**PROBLEM DESCRIPTION**
Write out the data exactly as given, dropping every picture.

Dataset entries
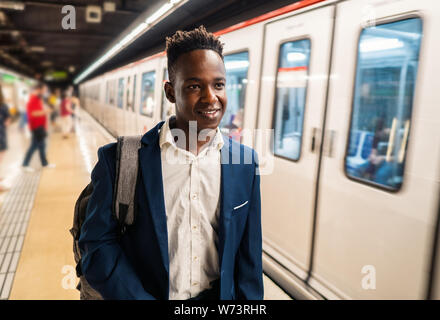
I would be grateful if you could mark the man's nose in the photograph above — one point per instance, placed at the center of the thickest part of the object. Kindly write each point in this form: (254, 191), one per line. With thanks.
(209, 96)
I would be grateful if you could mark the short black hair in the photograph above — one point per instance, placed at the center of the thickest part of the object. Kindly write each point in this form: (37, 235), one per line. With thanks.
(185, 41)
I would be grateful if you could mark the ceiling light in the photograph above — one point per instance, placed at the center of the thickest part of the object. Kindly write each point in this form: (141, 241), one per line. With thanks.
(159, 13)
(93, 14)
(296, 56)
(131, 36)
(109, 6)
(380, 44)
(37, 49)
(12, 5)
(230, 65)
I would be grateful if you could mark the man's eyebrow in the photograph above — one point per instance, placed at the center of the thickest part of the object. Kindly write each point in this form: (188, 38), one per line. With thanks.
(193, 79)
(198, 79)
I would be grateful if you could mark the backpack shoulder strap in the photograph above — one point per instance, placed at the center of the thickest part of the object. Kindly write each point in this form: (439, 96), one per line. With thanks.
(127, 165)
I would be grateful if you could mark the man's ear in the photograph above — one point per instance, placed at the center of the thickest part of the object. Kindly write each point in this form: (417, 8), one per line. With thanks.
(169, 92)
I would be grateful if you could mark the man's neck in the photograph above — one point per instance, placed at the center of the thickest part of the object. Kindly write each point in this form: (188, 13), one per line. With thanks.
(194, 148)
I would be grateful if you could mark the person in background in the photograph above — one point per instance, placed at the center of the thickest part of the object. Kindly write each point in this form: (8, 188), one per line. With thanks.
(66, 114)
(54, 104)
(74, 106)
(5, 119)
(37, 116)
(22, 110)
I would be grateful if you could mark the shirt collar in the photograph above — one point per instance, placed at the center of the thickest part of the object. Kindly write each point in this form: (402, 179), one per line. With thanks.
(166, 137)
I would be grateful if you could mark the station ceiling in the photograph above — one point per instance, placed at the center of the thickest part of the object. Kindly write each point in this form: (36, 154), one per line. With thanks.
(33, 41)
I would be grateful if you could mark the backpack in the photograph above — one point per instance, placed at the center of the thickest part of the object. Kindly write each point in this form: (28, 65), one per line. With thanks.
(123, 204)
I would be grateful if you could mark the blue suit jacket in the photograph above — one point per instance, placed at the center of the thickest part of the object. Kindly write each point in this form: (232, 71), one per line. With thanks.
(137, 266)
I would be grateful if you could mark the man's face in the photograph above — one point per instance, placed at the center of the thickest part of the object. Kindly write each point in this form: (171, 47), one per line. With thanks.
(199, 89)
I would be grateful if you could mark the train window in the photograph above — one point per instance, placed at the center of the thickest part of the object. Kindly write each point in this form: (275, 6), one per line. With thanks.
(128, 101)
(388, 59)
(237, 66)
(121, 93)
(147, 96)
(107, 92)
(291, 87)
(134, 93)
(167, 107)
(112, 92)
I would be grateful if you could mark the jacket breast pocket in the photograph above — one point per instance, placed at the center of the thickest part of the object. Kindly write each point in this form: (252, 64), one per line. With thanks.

**EXERCISE RESULT**
I would be grateful if you could mark the man's nose in the photograph above — one point per instance, placed at the center of the thickest part of the object. Kindly write each point in this form: (254, 191), one per line. With thanks.
(209, 96)
I would be grateful if you could mark the short black hair in the photograph above — one point per instance, placed at the center of the thickest part of the object. Kindly write each point in this form: (37, 235), one per line. With thanks.
(185, 41)
I would be grateful if you could mark the ceiling light in the photograph above — one point per instance, placed at the center of the thickest part of the object. Kindly write each point in this form: (141, 241), one per line. With thanks.
(159, 13)
(93, 14)
(296, 56)
(131, 36)
(109, 6)
(380, 44)
(37, 49)
(12, 5)
(230, 65)
I would be grateful if you could mark the man's eyebrow in the photograph above — one point per instance, placed at the center of the thickest part of the object. Kindly write each point in this form: (188, 38), one per line. With thanks.
(193, 79)
(198, 79)
I would be grateful if you could mark the backpack shoulder strap in the photograph above — one point per instance, placed at the center of the thickest part of the object. Kindly write each point in this form: (439, 96), one per line. With thanks.
(127, 165)
I would be grateful if you could mark the man's ear in the photograph above — one point per instance, placed at the center of the thickest part of the object. Kindly write each point in this form: (417, 8), one per line. With thanks.
(169, 92)
I would be grateful if you could mark the man's neck in the photograph above — one point per instance, placed at the center of the thickest part of the object. Kindly write each point in this form: (188, 13), one per line. With thanks.
(194, 148)
I would be grateful if you could mark the person in background in the photograph above — one point per instance, placed at the center of the thickest part of the object. Kindly write each point in this form: (8, 188), one per line. With thanks.
(66, 114)
(54, 104)
(74, 106)
(5, 119)
(37, 116)
(22, 110)
I would be grateful if you could mark the shirt collar in the photograph above — one point per instance, placed at the center of the thickest part of the object. Kindly write each point in this form: (402, 179), one per line. With thanks.
(166, 137)
I would be grateful if you could mark the station ceiling in the photograph above — one point per instance, placed at the center of the thickest part of the object. Kindly write each point in this form: (36, 154), one per line. With thanks.
(33, 41)
I would be grateful if you could mark the backpack in the photograph above — one point per instance, placed at the center of the thickest part of the object. Kindly write each point in this form: (28, 65), one per line. With thanks.
(123, 204)
I would be grateful if you could mark the blue suit jacket in the photograph above — one point per instance, placed at the center of the thickest part of the object. Kindly write each point in this form: (232, 71), one per line. With thanks.
(137, 266)
I would be grateful if you could mark the man's face in the photograph above — one point per instance, placed at the center of the thickest part of the object. Kindly write each point in this form: (171, 47), one per line. With thanks.
(199, 89)
I would be grateful if you could mark the train window in the photograph above — one point per instance, placed at the center of the thickest part of the object. Kindly write each point in this form: (275, 6), one per line. With thanks.
(128, 101)
(388, 59)
(237, 66)
(121, 93)
(147, 96)
(107, 92)
(291, 87)
(134, 93)
(167, 107)
(112, 92)
I would be grateful if you could mark the jacket breast pocket in the photograph above — one point per instance, placed at the center of the thickest part of the object. Kindly write each point in this form: (252, 64), one per line. With thanks.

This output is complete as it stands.